What to produce
Please keep the images out and set down the data exactly as given.

Records supplied
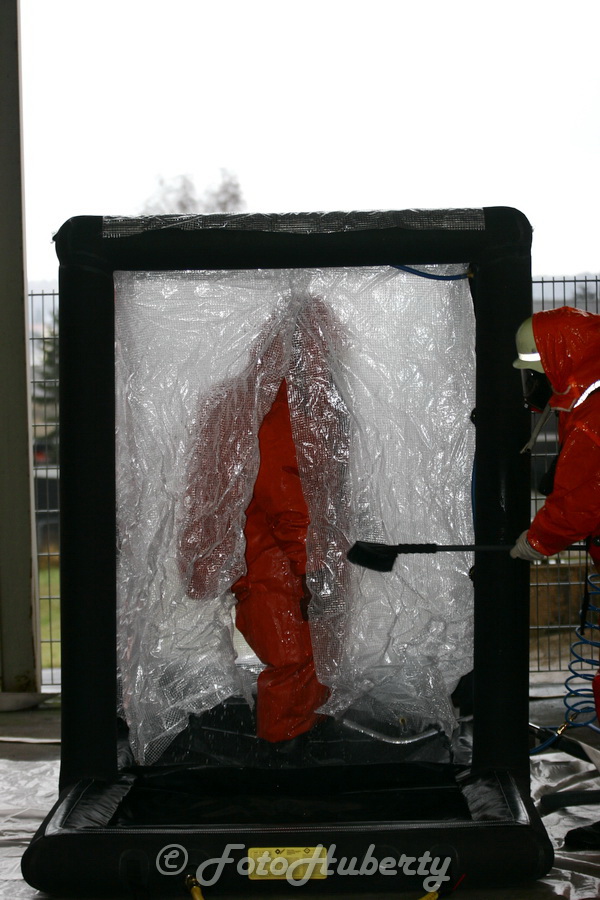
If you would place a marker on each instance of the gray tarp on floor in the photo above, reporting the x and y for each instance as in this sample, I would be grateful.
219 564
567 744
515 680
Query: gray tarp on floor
28 789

Solution to the problem
If you would place a marker on each instance of the gray tarp on floor in the photo above, reporting the x and y for each instance as in this sample, I would be grateful.
219 564
567 744
515 680
Query: gray tarp on floor
28 789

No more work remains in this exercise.